*This list is accurate as of today and can, and probably will, change depending on the weather, my mood and what other books I remember.
I was going to write a blog today about my attempts to do the #100happydays challenge and my thoughts on whether happiness is necessary every day, but then I saw a friend posting about the 10 books that have stayed with her on Facebook and decided to do that instead.
The question she answered was: Which 10 books do we keep going back to? What fiction really made a lasting impression? And because I enjoy reading, and re-reading, books (and because apparently if I forget to take my meds for a day it really screws me up and writing about happiness when I’m coming out of that frame of mind isn’t perhaps the best thing to do) I thought it’d writeabout the ones that made a lasting impression on me.

→ **Raw records**:
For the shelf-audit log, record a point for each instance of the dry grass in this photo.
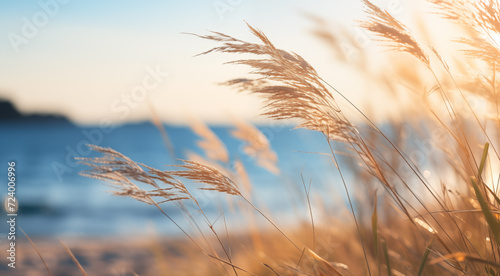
(445, 225)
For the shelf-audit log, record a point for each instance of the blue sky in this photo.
(91, 54)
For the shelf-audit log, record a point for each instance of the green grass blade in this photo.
(423, 262)
(386, 256)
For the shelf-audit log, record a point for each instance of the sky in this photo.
(91, 60)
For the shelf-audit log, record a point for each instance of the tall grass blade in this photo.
(424, 259)
(386, 257)
(485, 208)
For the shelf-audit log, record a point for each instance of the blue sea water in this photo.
(55, 200)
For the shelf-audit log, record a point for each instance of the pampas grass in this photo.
(401, 221)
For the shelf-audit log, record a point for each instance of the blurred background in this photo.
(90, 72)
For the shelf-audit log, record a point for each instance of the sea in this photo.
(56, 201)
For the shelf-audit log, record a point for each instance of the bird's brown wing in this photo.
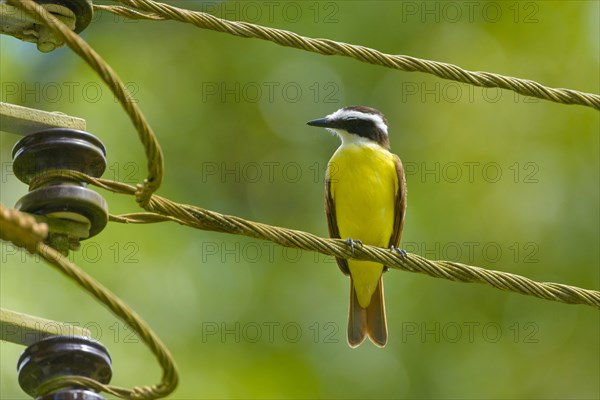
(400, 206)
(332, 224)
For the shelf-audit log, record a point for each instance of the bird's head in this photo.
(354, 124)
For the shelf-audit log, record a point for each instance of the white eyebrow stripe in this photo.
(344, 114)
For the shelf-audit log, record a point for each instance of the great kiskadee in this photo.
(365, 199)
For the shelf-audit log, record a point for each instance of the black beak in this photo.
(321, 122)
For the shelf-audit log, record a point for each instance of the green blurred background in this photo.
(495, 179)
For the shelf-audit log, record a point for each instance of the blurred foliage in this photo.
(495, 180)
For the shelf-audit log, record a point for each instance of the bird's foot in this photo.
(351, 242)
(401, 252)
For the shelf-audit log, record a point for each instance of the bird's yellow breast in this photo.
(363, 187)
(364, 184)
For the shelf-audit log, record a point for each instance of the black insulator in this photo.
(70, 202)
(58, 148)
(83, 10)
(62, 197)
(58, 356)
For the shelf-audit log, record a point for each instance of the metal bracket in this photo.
(26, 329)
(24, 121)
(15, 22)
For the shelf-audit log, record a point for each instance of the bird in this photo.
(365, 203)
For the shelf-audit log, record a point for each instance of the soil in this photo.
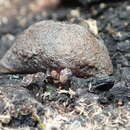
(93, 103)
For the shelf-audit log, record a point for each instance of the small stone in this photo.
(56, 46)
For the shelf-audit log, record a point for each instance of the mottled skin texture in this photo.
(55, 46)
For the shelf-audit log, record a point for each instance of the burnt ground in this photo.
(92, 104)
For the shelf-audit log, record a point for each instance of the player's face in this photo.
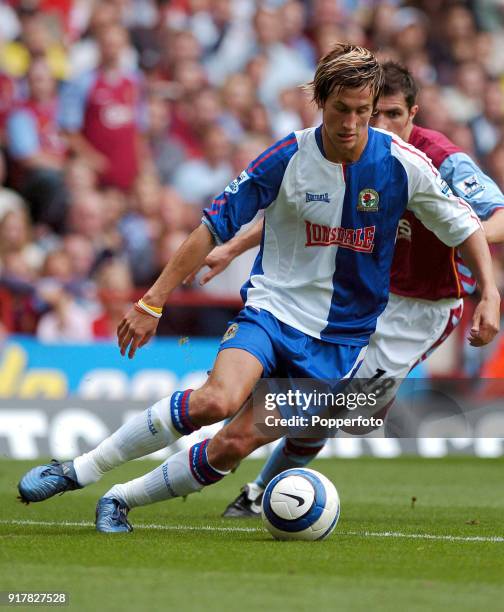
(346, 114)
(393, 114)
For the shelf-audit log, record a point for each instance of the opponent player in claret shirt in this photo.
(428, 278)
(333, 197)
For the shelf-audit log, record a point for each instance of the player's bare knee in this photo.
(215, 404)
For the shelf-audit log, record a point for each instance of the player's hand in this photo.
(486, 320)
(217, 260)
(134, 331)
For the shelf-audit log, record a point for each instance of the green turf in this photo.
(183, 569)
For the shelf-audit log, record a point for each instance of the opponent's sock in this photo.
(181, 474)
(155, 428)
(289, 453)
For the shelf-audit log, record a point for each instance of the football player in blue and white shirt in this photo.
(332, 198)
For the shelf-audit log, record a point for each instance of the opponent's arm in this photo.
(494, 227)
(137, 327)
(468, 181)
(485, 323)
(455, 223)
(221, 256)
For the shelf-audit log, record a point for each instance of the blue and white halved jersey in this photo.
(329, 229)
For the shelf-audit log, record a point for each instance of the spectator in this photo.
(36, 41)
(488, 127)
(16, 239)
(66, 321)
(100, 113)
(36, 145)
(197, 181)
(167, 152)
(115, 290)
(10, 200)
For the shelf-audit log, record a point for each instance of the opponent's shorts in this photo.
(285, 352)
(407, 332)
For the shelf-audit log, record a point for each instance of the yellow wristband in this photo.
(155, 311)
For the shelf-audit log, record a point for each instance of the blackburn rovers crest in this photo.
(230, 332)
(368, 200)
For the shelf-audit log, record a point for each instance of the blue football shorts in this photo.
(285, 352)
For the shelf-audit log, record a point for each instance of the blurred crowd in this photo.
(120, 119)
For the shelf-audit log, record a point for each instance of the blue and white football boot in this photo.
(44, 481)
(112, 516)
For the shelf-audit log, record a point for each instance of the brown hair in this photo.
(398, 79)
(346, 67)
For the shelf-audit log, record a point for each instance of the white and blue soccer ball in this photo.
(300, 504)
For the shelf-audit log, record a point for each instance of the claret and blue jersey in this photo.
(329, 229)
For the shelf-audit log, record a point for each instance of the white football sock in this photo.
(143, 434)
(181, 474)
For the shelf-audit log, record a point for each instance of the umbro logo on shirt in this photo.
(318, 197)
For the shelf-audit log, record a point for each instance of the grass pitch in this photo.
(445, 551)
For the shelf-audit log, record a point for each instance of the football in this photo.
(300, 504)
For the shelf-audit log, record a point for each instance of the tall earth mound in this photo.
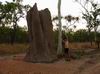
(40, 30)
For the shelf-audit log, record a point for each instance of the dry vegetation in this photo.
(88, 65)
(6, 49)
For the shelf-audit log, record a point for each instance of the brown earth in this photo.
(88, 65)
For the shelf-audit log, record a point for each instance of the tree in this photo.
(10, 13)
(91, 15)
(59, 50)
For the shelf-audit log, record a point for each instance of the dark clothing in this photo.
(66, 50)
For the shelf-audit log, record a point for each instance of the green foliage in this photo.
(6, 35)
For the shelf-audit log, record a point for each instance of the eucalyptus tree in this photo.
(59, 50)
(91, 14)
(10, 14)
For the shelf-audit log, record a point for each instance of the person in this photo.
(66, 49)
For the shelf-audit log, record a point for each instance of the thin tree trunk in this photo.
(59, 50)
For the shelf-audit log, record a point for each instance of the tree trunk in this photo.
(59, 50)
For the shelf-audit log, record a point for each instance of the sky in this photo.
(67, 7)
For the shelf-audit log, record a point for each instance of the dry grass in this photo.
(6, 49)
(82, 45)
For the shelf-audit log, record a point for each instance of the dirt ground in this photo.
(89, 64)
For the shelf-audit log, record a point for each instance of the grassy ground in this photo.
(7, 49)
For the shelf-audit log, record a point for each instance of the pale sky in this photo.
(67, 7)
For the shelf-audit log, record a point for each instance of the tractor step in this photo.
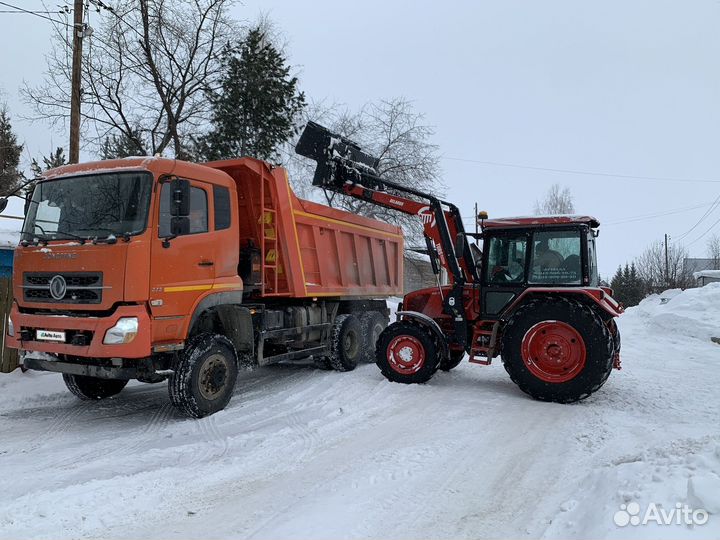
(476, 360)
(483, 342)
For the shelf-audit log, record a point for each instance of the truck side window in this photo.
(222, 207)
(198, 211)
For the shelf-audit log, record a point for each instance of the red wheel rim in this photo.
(553, 351)
(406, 354)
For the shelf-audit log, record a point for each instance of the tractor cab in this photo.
(550, 251)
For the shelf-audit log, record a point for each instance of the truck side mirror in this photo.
(179, 225)
(459, 245)
(180, 202)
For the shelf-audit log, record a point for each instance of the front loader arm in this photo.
(344, 168)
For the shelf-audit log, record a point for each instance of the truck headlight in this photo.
(124, 331)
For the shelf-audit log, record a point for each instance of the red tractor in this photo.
(530, 295)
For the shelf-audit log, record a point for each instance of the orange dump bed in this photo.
(298, 248)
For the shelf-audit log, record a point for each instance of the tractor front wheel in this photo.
(557, 349)
(407, 353)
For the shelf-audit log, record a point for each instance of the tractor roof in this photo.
(539, 221)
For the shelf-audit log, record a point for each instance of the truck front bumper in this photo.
(83, 335)
(146, 369)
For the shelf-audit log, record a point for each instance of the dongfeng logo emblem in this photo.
(58, 287)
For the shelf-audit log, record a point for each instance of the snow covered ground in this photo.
(302, 453)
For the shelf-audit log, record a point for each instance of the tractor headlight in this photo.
(124, 331)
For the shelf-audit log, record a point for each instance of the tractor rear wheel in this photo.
(453, 361)
(407, 353)
(557, 349)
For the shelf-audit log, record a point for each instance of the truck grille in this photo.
(63, 288)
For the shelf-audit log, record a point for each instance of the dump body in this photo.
(297, 248)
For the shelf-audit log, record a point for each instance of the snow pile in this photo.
(693, 313)
(662, 490)
(666, 430)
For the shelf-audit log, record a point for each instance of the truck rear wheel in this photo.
(372, 323)
(93, 388)
(204, 375)
(407, 353)
(346, 343)
(557, 349)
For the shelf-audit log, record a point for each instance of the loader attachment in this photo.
(329, 149)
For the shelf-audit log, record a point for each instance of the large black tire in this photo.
(93, 388)
(557, 349)
(204, 375)
(407, 353)
(446, 364)
(345, 343)
(372, 324)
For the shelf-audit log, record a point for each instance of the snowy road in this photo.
(302, 453)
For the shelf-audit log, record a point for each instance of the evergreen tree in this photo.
(627, 285)
(55, 159)
(10, 152)
(256, 105)
(123, 145)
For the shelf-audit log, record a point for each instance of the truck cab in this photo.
(155, 269)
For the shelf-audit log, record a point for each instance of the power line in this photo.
(585, 173)
(656, 215)
(35, 13)
(703, 234)
(709, 211)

→ **Task list**:
1. Extract every line of the entries that contains the string "sock", matching case exactly.
2. Carry on the blog post about books that left a lasting impression, starting right after its last sentence.

→ **Exercise results**:
1.
For the shelf-audit log, record a point for each instance of the opponent's sock in this photo.
For the shelf-audit log, record a point for each instance of the white football sock in this photo.

2.
I should probably point out that I’m going to keep this list to fiction, although there are plenty of books I keep coming back to for the PhD. Some of these I do it because I have to and others because I want to, and a nice chunk of the ones I’ve read are well written and interesting (to name a few: Fan Cultures; Show Sold Separately; Digital Fandom; Fan Fiction and Fan Communities in the Age of the Internet; ) but it feels a bit like cheating to include those in a list of 10 books I keep coming back to. Plus the question specifies fiction so there is that… Maybe I’ll write about my top 10 academic books another time. For now though, here are some books that have left a lasting impression.
Harry Potter (J. K. Rowling) – I started reading the Harry Potter books when I was at university, so some time after the first one was published. I can’t remember why I started reading them but once I did I was hooked. I know people will say that Rowling isn’t the best writer, but she creates a world that is easy to enter and be absorbed by. And it’s magical! Who doesn’t want to fly on broomsticks or turn themselves into a cat or cast a spell? I’ve written about the Harry Potter books and their paratexts a few times and I think one of the reasons they’ve left such a lasting impression is that there’s so much that can be read into them, and so much good that’s come out of them. Studying fandom it’s great to use Harry Potter as an example of what can be done. And it’s also one of the only book fandoms I read fanfic in. Harry Potter fanfic can be awesome and there are quite a few stories (especially post-war ones) that I’ve loved reading. I read the books usually once a year and it’s high time I started this year’s re-read again.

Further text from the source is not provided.